**Work instruction**
Reproduce the data in full, exactly.

**Referring expression data**
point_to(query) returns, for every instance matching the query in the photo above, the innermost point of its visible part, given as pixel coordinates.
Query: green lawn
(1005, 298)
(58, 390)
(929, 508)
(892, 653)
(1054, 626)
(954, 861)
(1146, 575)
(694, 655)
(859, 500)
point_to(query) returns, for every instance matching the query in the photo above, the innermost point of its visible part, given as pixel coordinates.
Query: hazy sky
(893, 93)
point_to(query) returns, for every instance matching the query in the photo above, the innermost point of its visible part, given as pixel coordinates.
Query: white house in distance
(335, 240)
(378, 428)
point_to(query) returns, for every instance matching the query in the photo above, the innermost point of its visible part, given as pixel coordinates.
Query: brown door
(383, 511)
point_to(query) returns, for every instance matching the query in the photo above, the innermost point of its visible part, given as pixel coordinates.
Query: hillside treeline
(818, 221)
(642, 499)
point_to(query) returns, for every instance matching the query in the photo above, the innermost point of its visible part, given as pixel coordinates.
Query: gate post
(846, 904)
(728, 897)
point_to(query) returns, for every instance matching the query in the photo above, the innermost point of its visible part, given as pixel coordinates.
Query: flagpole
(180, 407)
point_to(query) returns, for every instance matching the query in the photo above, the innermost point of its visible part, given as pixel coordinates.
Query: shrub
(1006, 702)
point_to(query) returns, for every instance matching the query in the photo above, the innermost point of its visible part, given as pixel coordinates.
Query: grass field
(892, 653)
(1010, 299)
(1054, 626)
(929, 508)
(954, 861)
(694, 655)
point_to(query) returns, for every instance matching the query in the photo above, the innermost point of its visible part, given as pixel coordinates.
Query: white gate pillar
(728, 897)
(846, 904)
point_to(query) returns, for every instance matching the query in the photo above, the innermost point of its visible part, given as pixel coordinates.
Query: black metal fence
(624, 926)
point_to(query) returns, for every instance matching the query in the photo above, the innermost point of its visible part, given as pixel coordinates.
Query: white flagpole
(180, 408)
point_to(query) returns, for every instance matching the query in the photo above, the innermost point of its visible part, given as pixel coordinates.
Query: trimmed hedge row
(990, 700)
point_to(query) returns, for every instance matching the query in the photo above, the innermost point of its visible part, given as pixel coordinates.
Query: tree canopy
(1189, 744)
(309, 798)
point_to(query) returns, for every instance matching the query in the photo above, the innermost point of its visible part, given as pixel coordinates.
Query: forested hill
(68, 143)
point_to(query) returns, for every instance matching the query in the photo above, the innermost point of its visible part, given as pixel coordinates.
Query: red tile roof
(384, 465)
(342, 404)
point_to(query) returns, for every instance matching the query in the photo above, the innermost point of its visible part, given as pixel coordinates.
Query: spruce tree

**Output of the exercise**
point_to(query) returns, for every instance matching the query in the photo above, the innermost point of its visible part, given as pixel coordinates.
Query: green lawn
(1005, 298)
(58, 390)
(929, 508)
(892, 653)
(1054, 626)
(954, 861)
(1146, 575)
(694, 655)
(859, 500)
point_to(query) returns, for every instance matching the query in the photo above, the innermost point of its visible part, given as pixel coordinates.
Query: hazy sky
(893, 93)
point_to(query) returns, for every instance matching the query in the photo above, the innermost point of its visible part, given as pixel coordinates.
Query: white house in distance
(335, 240)
(378, 428)
point_to(query) returns, for every instance matching the query in the photo above, the innermost point of its visible part, given as pixel coordinates.
Query: brown door
(383, 511)
point_to(query) returns, for every instance matching the query in the photo above, the innermost point of its visible part, given as pixel coordinates.
Query: hillside treeline
(818, 221)
(642, 499)
point_to(query) returns, for every instance matching the query in the photo above, the innermost point of its visible part, given as pixel coordinates.
Query: gate post
(846, 904)
(728, 897)
point_to(query) returns, for every instance matching the query in the photo above, the innermost point of its visible part, given as pixel coordinates.
Query: flagpole
(180, 407)
point_to(query) returns, for every instance matching the query in the photo above, the innermost point of its visible part, given as pixel coordinates.
Query: shrub
(1006, 702)
point_to(query) returns, for every instance matching the query in the photo above, the innermost point of its visible part, given as pixel coordinates.
Query: grass field
(892, 653)
(1010, 299)
(1054, 626)
(929, 508)
(954, 861)
(694, 655)
point_to(query) returns, for every instance matching the query in the photo above, the innermost point of its visible part, given as pixel coordinates.
Query: white gate pillar
(728, 897)
(846, 904)
point_to(query) returns, for every instance matching the query in the photo above, the innermost point of its visible part, given as pixel coordinates.
Query: black metal fence
(624, 926)
point_to(query) returns, for every instance matching the query in the photo above, the innermost point of its visible part, given as pixel coordinates.
Query: white flagpole
(180, 408)
point_to(query) returns, for every instance matching the query in the photo above, the innermost point of its visible part, given as pixel coordinates.
Query: trimmed hedge row
(990, 700)
point_to(query) returns, for every instance matching the query in the photo above, the innermost point of its visible part, given as pixel coordinates.
Query: tree canopy
(1189, 744)
(309, 798)
point_to(query) returns, for every instance matching the query in the photo above, the innermost point of its visible part, given as pixel coordinates.
Query: forested hill
(68, 143)
point_to(query) returns, for every instance matching the query in the photo above, the innermost point of its visible part, given as pixel coordinates.
Query: red tile roof
(384, 465)
(342, 404)
point_to(query) returns, for every instance matching the query in the photo above, the innermost point of its visible part, given as pixel coordinates.
Query: spruce tree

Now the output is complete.